Dataset records: Begin
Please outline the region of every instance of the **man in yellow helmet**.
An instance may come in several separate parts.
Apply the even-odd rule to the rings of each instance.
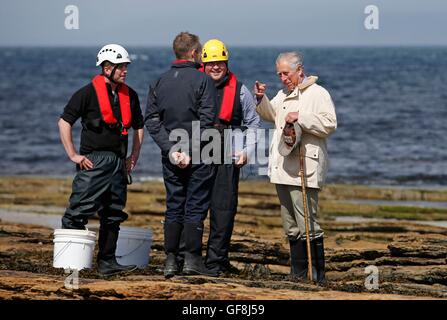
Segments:
[[[256,130],[260,118],[256,113],[254,97],[230,72],[228,60],[229,52],[222,41],[212,39],[203,46],[204,71],[214,80],[217,89],[218,108],[215,126],[221,133],[225,129]],[[236,150],[234,163],[227,164],[222,161],[216,166],[206,266],[217,272],[237,272],[237,269],[230,264],[228,249],[237,211],[239,171],[247,163],[253,147],[253,144],[247,144],[245,149]]]

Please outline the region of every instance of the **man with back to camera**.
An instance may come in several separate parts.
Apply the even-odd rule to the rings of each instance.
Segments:
[[[163,180],[166,188],[164,275],[180,272],[179,246],[184,236],[184,275],[217,276],[202,260],[203,221],[208,213],[214,166],[191,163],[192,151],[175,150],[169,135],[174,130],[188,134],[193,145],[193,122],[200,121],[200,131],[212,128],[216,109],[213,80],[198,69],[202,46],[199,37],[181,32],[173,42],[176,59],[167,72],[150,86],[145,125],[161,149]]]
[[[108,44],[97,54],[102,73],[78,90],[59,120],[59,133],[70,160],[76,164],[69,207],[62,218],[64,229],[85,229],[88,218],[100,217],[98,272],[103,276],[130,272],[136,266],[116,261],[119,225],[127,184],[135,168],[144,135],[144,122],[137,93],[125,84],[129,54],[122,46]],[[82,119],[81,146],[76,152],[72,126]],[[128,130],[132,128],[132,153],[126,159]]]
[[[291,274],[306,278],[308,256],[306,228],[299,176],[299,152],[304,151],[305,187],[309,207],[313,279],[325,282],[323,230],[317,221],[318,192],[328,169],[326,139],[337,128],[335,107],[329,92],[316,84],[318,77],[306,76],[303,56],[285,52],[276,59],[276,71],[284,88],[269,100],[266,85],[256,81],[257,111],[262,119],[275,124],[269,154],[270,182],[276,186],[281,204],[283,229],[289,239]],[[294,130],[289,126],[293,125]],[[295,131],[292,133],[292,131]],[[302,132],[300,147],[293,135]]]

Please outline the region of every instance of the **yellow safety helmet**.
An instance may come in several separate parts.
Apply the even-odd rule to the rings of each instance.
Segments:
[[[202,49],[202,62],[228,61],[229,53],[225,43],[218,39],[208,40]]]

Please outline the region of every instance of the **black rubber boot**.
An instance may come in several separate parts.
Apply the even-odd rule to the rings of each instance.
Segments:
[[[318,284],[326,283],[326,271],[324,262],[324,239],[319,237],[311,241],[312,266],[315,268],[314,281]]]
[[[172,278],[180,272],[178,265],[178,251],[180,236],[182,234],[183,226],[178,222],[165,223],[165,253],[166,263],[164,275],[166,278]]]
[[[206,266],[227,272],[230,267],[228,252],[233,233],[235,212],[229,210],[211,210],[210,234],[206,250]],[[232,267],[231,269],[234,269]]]
[[[301,279],[307,279],[306,241],[289,240],[290,244],[290,274]]]
[[[186,248],[183,274],[218,277],[219,273],[209,270],[202,260],[203,224],[186,223],[183,231]]]
[[[180,235],[180,243],[178,246],[178,255],[177,255],[178,268],[180,272],[183,270],[183,265],[185,264],[185,252],[186,252],[185,232],[182,231],[182,234]]]
[[[98,272],[102,276],[112,276],[131,272],[137,268],[135,265],[123,266],[116,261],[115,251],[118,241],[119,227],[100,228],[98,239]]]
[[[104,277],[131,272],[136,268],[135,265],[123,266],[116,261],[116,258],[98,261],[98,272]]]

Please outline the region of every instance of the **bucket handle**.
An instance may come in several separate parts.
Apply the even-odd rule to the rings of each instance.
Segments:
[[[68,246],[71,244],[71,240],[68,241],[65,246],[62,247],[62,249],[59,250],[59,252],[56,254],[56,256],[54,257],[54,261],[56,262],[56,260],[59,258],[59,256],[64,253],[65,250],[67,250]]]
[[[146,241],[142,241],[142,242],[140,243],[140,245],[139,245],[138,247],[136,247],[135,249],[133,249],[132,251],[130,251],[130,252],[128,252],[128,253],[126,253],[126,254],[124,254],[124,255],[122,255],[122,256],[116,256],[116,257],[117,257],[117,258],[123,258],[123,257],[125,257],[125,256],[128,256],[128,255],[134,253],[135,251],[137,251],[138,249],[140,249],[140,248],[143,246],[143,244],[144,244],[145,242],[146,242]]]

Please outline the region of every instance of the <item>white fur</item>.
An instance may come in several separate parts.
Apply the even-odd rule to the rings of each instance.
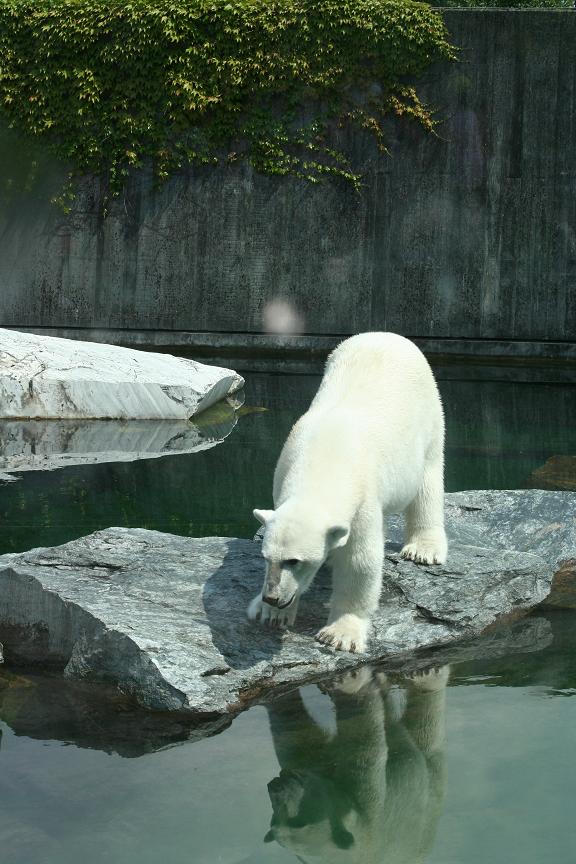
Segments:
[[[442,404],[424,355],[393,333],[346,339],[280,454],[275,509],[254,511],[266,526],[267,568],[249,617],[293,623],[300,596],[327,561],[332,601],[316,638],[364,651],[380,595],[386,515],[406,513],[403,557],[446,559],[443,472]]]

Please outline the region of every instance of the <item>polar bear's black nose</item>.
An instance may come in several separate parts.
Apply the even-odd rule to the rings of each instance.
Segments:
[[[262,600],[264,603],[268,603],[269,606],[278,606],[278,597],[272,597],[271,594],[262,597]]]

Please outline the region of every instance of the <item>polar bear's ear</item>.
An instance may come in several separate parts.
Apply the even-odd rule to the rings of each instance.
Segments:
[[[274,510],[253,510],[252,513],[254,518],[258,519],[262,525],[266,525],[266,523],[274,516]]]
[[[328,531],[328,545],[330,549],[339,549],[348,542],[350,528],[347,525],[334,525]]]

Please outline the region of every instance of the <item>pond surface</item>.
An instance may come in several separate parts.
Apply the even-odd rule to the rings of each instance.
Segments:
[[[0,673],[1,860],[571,864],[576,612],[543,624],[540,650],[363,670],[179,744],[119,699]]]
[[[276,459],[319,380],[247,373],[236,425],[226,412],[207,418],[214,437],[227,436],[207,450],[29,471],[0,484],[0,553],[55,546],[112,525],[252,537],[252,510],[271,506]],[[574,385],[442,380],[440,390],[448,491],[539,486],[532,472],[550,457],[576,455]],[[124,437],[130,430],[141,449],[140,427],[128,424]]]
[[[210,449],[0,483],[0,552],[110,525],[252,536],[319,378],[246,378],[237,417],[206,421],[223,438]],[[533,472],[576,454],[573,386],[440,387],[450,491],[546,486]],[[103,688],[4,669],[0,862],[572,864],[576,611],[533,617],[543,635],[521,653],[416,679],[364,670],[214,737]]]

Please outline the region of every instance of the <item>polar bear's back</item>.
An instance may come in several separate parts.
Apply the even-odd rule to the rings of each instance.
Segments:
[[[350,495],[364,495],[385,482],[388,490],[398,487],[390,500],[403,509],[425,460],[441,459],[443,446],[442,403],[422,352],[394,333],[352,336],[328,358],[309,410],[288,436],[274,501],[278,506],[303,489],[341,499],[351,484]]]
[[[356,363],[370,363],[371,368],[385,366],[428,366],[420,349],[398,333],[358,333],[344,339],[328,358],[327,368],[351,367]],[[367,370],[366,370],[367,371]]]
[[[440,406],[432,370],[422,352],[396,333],[360,333],[332,352],[315,402],[374,401],[389,409],[406,405],[407,394]]]
[[[420,349],[395,333],[342,342],[328,358],[309,414],[305,425],[323,427],[321,437],[355,441],[367,471],[385,461],[404,473],[412,462],[418,473],[427,455],[443,450],[444,412],[432,370]]]

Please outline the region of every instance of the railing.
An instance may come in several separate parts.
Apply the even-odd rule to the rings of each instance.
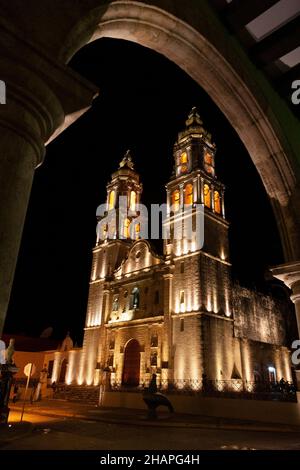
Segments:
[[[148,384],[129,387],[112,381],[110,391],[143,392]],[[167,394],[202,395],[207,397],[245,398],[252,400],[297,401],[292,382],[248,382],[232,380],[160,380],[158,391]]]
[[[99,396],[98,386],[87,386],[87,385],[66,385],[63,383],[57,384],[53,387],[53,398],[61,398],[64,400],[93,400]],[[95,394],[96,392],[96,394]]]
[[[39,379],[31,378],[29,380],[29,388],[35,387],[38,384]],[[27,379],[26,378],[18,378],[13,380],[13,385],[18,385],[18,387],[26,387]]]
[[[200,395],[203,397],[243,398],[248,400],[274,400],[296,402],[296,387],[291,382],[248,382],[232,380],[158,380],[158,391],[167,395]],[[138,387],[126,386],[122,382],[111,380],[108,391],[139,392],[148,388],[148,383]],[[67,398],[78,389],[86,386],[59,384],[55,387],[54,397]],[[96,388],[96,387],[89,387]],[[77,393],[78,394],[78,393]]]

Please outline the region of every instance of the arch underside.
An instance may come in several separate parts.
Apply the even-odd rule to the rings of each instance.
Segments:
[[[100,38],[127,40],[155,50],[208,93],[236,130],[258,170],[274,209],[286,260],[297,259],[299,227],[290,207],[296,188],[293,156],[283,148],[275,116],[269,109],[267,116],[259,98],[223,55],[184,21],[143,2],[121,0],[106,5],[89,42]],[[74,40],[71,42],[74,44]]]

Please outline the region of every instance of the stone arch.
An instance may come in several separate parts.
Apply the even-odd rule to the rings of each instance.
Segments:
[[[185,16],[180,8],[175,16],[167,11],[169,6],[163,0],[156,3],[161,8],[142,1],[102,4],[73,28],[60,57],[68,61],[87,42],[114,38],[151,48],[183,69],[209,94],[247,148],[271,200],[285,258],[297,259],[300,257],[297,164],[278,116],[268,106],[262,88],[253,83],[249,86],[251,79],[247,80],[246,67],[241,65],[238,73],[223,51],[208,39],[211,31],[200,33],[180,19]]]

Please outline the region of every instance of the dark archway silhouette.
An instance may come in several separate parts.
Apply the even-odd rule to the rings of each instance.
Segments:
[[[140,345],[135,339],[125,348],[122,385],[137,387],[140,382]]]
[[[58,383],[65,382],[65,379],[66,379],[66,371],[67,371],[67,359],[64,359],[64,360],[62,361],[62,363],[61,363]]]

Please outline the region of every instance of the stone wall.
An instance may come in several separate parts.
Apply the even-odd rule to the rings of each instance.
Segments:
[[[276,345],[286,343],[285,316],[289,314],[288,305],[235,285],[233,309],[236,337]]]
[[[174,379],[178,386],[194,380],[199,387],[203,373],[203,344],[199,315],[173,317]]]
[[[241,374],[241,359],[235,349],[232,321],[202,316],[204,372],[211,380],[231,380],[234,369]]]
[[[211,398],[200,395],[170,395],[177,413],[216,416],[230,419],[300,425],[300,393],[297,403],[281,403],[267,400],[243,400],[239,398]],[[104,406],[147,408],[141,393],[107,392]],[[163,408],[162,408],[163,409]]]
[[[284,346],[239,339],[243,378],[248,382],[272,381],[269,368],[275,369],[276,381],[292,382],[290,351]]]

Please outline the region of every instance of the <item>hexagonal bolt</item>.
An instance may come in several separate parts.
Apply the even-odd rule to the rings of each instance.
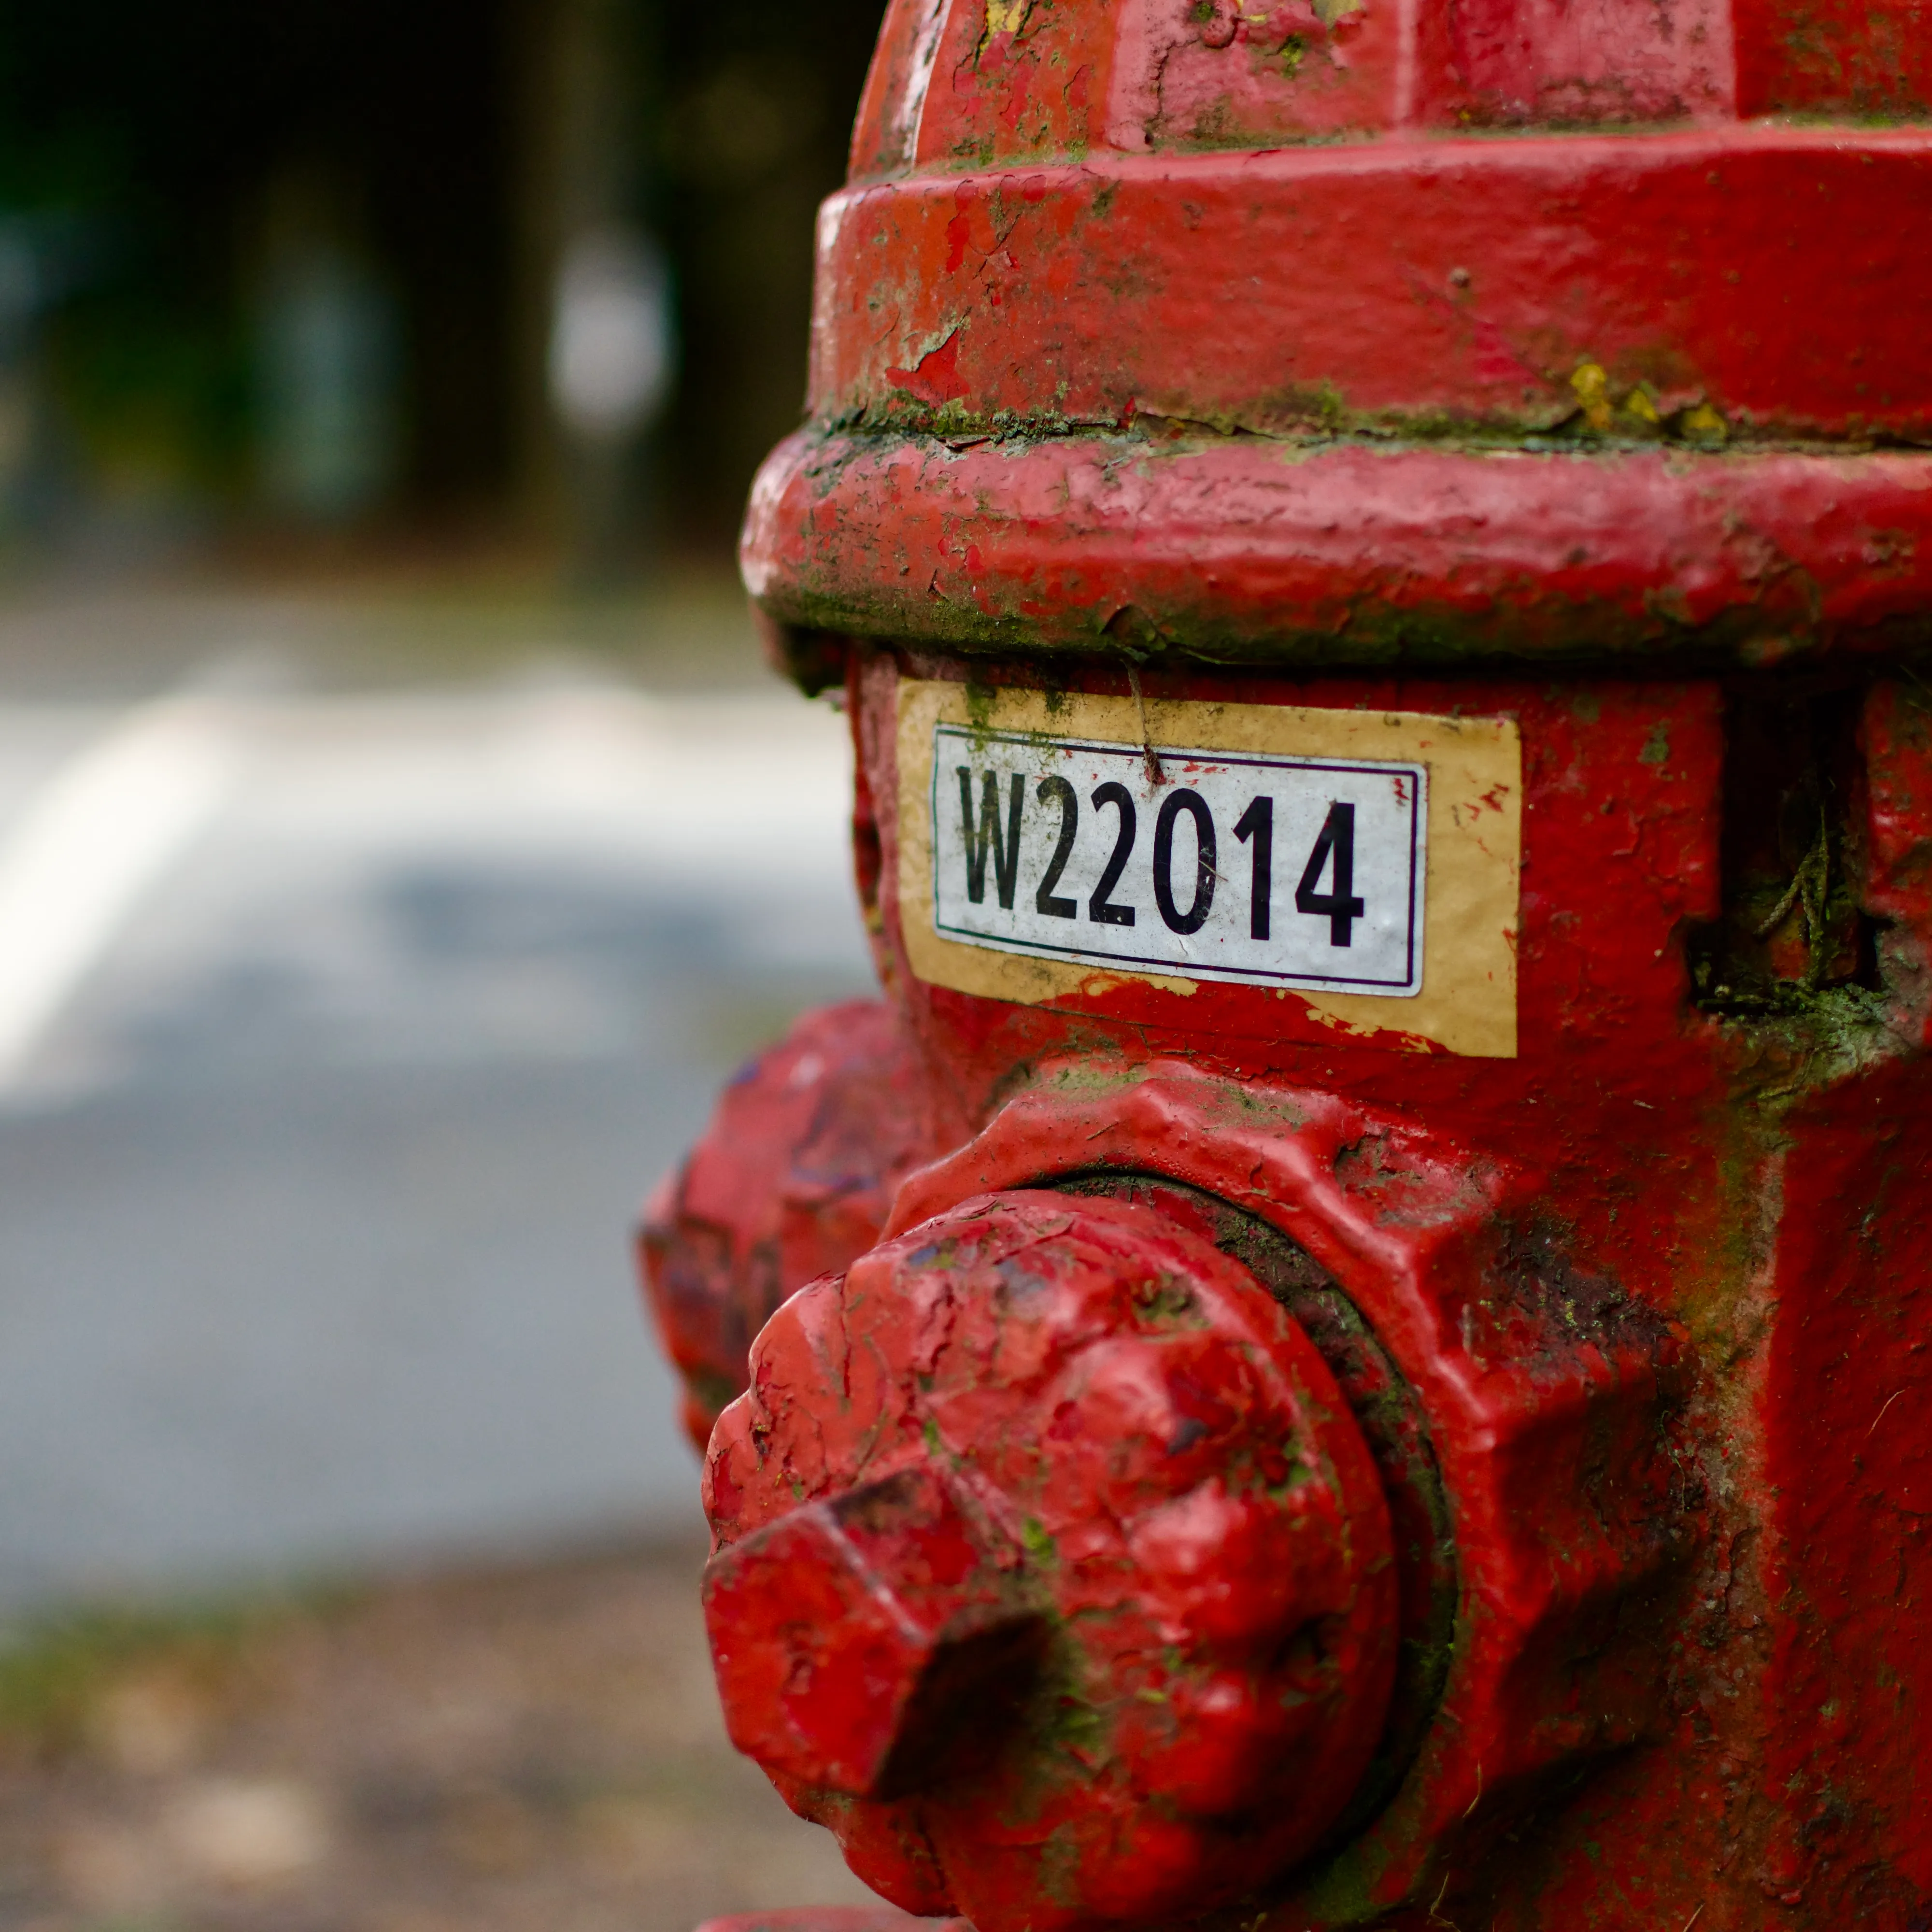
Dataset records: End
--- Assigned task ---
Across the records, how many lines carry the word "helmet"? The answer should be a number alone.

--- Task result ---
2